DO THIS:
Copy each line below exactly and leave the pictures out.
______
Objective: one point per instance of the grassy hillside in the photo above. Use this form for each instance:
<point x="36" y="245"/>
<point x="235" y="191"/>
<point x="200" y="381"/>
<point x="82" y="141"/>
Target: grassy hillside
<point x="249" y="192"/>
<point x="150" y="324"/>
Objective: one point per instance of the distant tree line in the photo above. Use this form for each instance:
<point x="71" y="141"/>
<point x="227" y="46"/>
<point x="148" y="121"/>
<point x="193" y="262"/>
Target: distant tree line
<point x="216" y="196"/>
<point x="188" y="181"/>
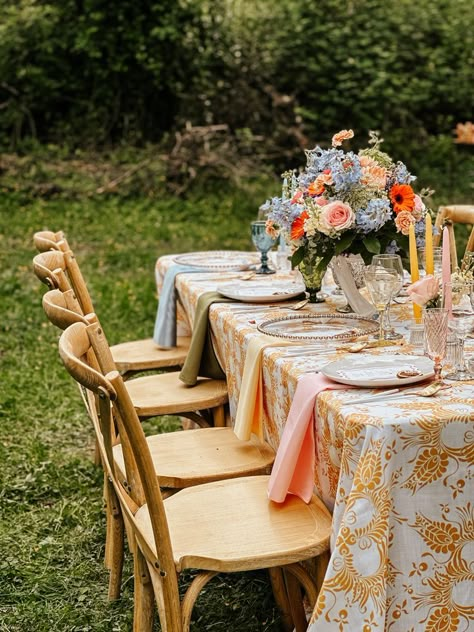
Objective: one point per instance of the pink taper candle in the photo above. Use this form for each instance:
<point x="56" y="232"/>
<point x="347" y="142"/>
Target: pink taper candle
<point x="446" y="266"/>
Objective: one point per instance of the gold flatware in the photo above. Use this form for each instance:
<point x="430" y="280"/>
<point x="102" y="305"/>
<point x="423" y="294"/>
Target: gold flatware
<point x="366" y="344"/>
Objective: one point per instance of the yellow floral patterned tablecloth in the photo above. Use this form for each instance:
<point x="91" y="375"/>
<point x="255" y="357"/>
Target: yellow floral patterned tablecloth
<point x="397" y="473"/>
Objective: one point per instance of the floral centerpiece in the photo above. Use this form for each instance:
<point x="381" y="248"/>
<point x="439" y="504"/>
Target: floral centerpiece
<point x="343" y="202"/>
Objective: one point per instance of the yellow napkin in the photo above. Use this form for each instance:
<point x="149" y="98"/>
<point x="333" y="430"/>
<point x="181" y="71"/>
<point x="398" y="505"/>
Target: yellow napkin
______
RESPONSE:
Objective: one point per instance of the grassy hillside in the photo above. Use this form for each instance:
<point x="36" y="245"/>
<point x="235" y="191"/>
<point x="200" y="381"/>
<point x="82" y="141"/>
Target: grassy hillside
<point x="249" y="192"/>
<point x="150" y="324"/>
Objective: one point per instance of the distant tree line in the photo above. Use this form for each instance:
<point x="71" y="141"/>
<point x="227" y="46"/>
<point x="148" y="121"/>
<point x="193" y="262"/>
Target: distant tree line
<point x="216" y="196"/>
<point x="188" y="181"/>
Objective: one point per instance of the pink taper candle in the photo above. Use this form for each instance:
<point x="56" y="232"/>
<point x="347" y="142"/>
Target: pink taper candle
<point x="446" y="266"/>
Objective: one point per instance of the gold flatware in the photo above. Use this form for each instance:
<point x="430" y="280"/>
<point x="102" y="305"/>
<point x="423" y="294"/>
Target: gold flatware
<point x="366" y="344"/>
Objective: one point per instance of the yellow floral patterned tablecloth in the photo above. Use this form for each instance:
<point x="91" y="375"/>
<point x="255" y="357"/>
Target: yellow floral patterned tablecloth
<point x="397" y="473"/>
Objective: one point per instance of the floral centerpiece in the photo above. Use this form for each instance:
<point x="381" y="248"/>
<point x="439" y="504"/>
Target: floral centerpiece
<point x="343" y="202"/>
Objective: one point per instance of the yellow napkin in the photo above. Use this form for each instance:
<point x="149" y="98"/>
<point x="333" y="430"/>
<point x="181" y="71"/>
<point x="398" y="505"/>
Target: yellow napkin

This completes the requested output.